## Brano riportato
Secondo il Centro Nacional de Comunicación Social, quando Manuel Camacho Solís chiese a Don Samuel se si ritenesse il responsabile della ribellione zapatista, così rispose: “Quello che ho fatto è portare una luce, la luce della fede agli indigeni della diocesi, e glielo spiego graficamente: se in questa stanza non ci fosse luce, ci scontreremmo camminando nell'oscurità. Però se qualcuno ci fa luce (e tirò fuori una torcia che aveva con sè) possiamo vedere gli ostacoli e i cammini alternativi per non scontrarci. Ciò che ho fatto è illuminare con la luce della fede. I cammini che percorrono coloro che ora hanno una nuova luce non sono creati da me, ma scelti dai miei fedeli a causa delle proprie esperienze precedenti. Prima di ribellarsi hanno cercato di risolvere i propri problemi in modo pacifico. Però nessuno li ascoltò o fece caso a loro. Se dopo aver cercato di creare coscienza per più di 30 anni i miei catechisti non cercassero di recuperare la propria dignità, ancestralmente oltraggiata, mi sentirei il vescovo più frustrato della mia pastorale”.

## Dati forniti
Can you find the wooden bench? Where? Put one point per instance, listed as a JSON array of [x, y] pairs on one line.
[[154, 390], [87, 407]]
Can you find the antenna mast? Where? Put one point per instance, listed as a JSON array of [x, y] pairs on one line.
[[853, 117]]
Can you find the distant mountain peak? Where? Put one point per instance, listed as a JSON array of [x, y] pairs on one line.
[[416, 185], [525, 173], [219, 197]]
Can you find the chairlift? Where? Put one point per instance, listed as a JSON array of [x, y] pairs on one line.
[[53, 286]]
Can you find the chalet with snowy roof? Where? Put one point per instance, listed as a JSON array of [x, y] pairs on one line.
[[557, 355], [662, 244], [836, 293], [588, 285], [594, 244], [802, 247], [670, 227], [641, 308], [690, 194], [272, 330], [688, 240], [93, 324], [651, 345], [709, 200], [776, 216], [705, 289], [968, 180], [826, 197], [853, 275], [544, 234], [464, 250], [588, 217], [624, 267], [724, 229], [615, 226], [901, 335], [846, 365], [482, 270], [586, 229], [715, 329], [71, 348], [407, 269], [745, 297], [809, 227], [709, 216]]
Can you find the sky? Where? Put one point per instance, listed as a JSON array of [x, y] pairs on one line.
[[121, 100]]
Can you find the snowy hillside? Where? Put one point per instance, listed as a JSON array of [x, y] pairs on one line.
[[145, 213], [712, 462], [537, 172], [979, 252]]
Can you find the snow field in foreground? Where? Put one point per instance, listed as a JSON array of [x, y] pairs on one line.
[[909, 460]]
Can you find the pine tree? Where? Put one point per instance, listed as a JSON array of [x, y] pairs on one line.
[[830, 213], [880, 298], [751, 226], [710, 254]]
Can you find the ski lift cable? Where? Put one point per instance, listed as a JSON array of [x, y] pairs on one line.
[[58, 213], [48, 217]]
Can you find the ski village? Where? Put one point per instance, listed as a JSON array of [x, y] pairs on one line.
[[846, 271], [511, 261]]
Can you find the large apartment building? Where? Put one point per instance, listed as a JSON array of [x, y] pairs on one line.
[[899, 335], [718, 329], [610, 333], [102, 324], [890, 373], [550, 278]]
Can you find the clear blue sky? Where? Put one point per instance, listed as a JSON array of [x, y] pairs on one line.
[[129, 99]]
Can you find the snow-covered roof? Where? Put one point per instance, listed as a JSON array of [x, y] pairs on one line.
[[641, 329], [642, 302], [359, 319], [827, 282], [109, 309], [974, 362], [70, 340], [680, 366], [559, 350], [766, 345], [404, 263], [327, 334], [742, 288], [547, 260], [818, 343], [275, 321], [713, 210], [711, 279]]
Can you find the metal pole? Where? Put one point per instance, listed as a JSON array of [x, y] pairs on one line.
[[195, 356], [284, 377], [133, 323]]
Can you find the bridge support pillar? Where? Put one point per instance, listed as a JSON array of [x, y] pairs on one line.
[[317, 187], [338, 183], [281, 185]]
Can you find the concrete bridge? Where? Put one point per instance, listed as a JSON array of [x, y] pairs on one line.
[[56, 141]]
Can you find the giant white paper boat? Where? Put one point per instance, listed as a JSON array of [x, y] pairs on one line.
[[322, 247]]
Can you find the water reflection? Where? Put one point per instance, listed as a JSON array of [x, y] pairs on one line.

## Esercizi proposti
**1)** Stabilisci se le affermazioni (a), (b) e (c) concordano con il brano su Don Samuel. Per ciascuna rispondi sì o no e cita tra virgolette le parole del brano che lo decidono.
(a) Don Samuel afferma di aver creato lui i cammini percorsi dai suoi fedeli.
(b) Durante la risposta Don Samuel tirò fuori una torcia.
(c) Prima di ribellarsi, i fedeli avevano tentato di risolvere i propri problemi in modo pacifico.
**2)** Riprendi il brano su Don Samuel e proseguilo dal punto in cui si interrompe.

## Risultati dell'esercizio
**1)**
(a) No: "I cammini che percorrono coloro che ora hanno una nuova luce non sono creati da me".
(b) Sì: "(e tirò fuori una torcia che aveva con sè)".
(c) Sì: "Prima di ribellarsi hanno cercato di risolvere i propri problemi in modo pacifico."

**2)**
La luce che Tatic Samuel ha portato alle comunità indigene chiapaneche ha danneggiato gli interessi di molti, gli stessi che oggi esprimono profondo rammarico per la sua morte. “Ammiravo Samuel Ruiz – ha commentato il Presidente della Repubblica Felipe Calderón – per essere stato un grande messicano, impegnato con le persone più povere del paese, con gli indigeni. Un uomo fedele alle sue idee, al suo credo, ai suoi valori, fino all'ultimo giorno. Il paese ne avrebbe bisogno”. Il governatore del Chiapas Juan Sabines Guerrero - lo stesso che appoggia gruppi paramilitari come l'Ejercito de Dios, che marcia per le vie di San Cristóbal chiedendo la detenzione di Samuel Ruiz e degli integranti Frayba - ha accompagnato il feretro dell'ex vescovo fino alla tomba.
“La grottesca sfilata di personaggi della vita politica locale e nazionale davanti al feretro di Don Samuel non è per onorarlo, ma per accertarsi, con sollievo, che è morto”, scrive la Comandancia dell'EZLN nel comunicato che ha seguito la morte di Ruiz. “Anche prima della nostra insurrezione nel 1994 – continua il comunicato – la diocesi di San Cristóbal ha patito gli attacchi e le calunnie dell'Esercito Federale e dei governi statali di turno. […] I governatori del Chiapas attaccarono coloro che, all'interno della diocesi di San Cristóbal, si opposero alle loro carneficine e al fatto che lo Stato fosse amministrato come una tenuta porfirista”.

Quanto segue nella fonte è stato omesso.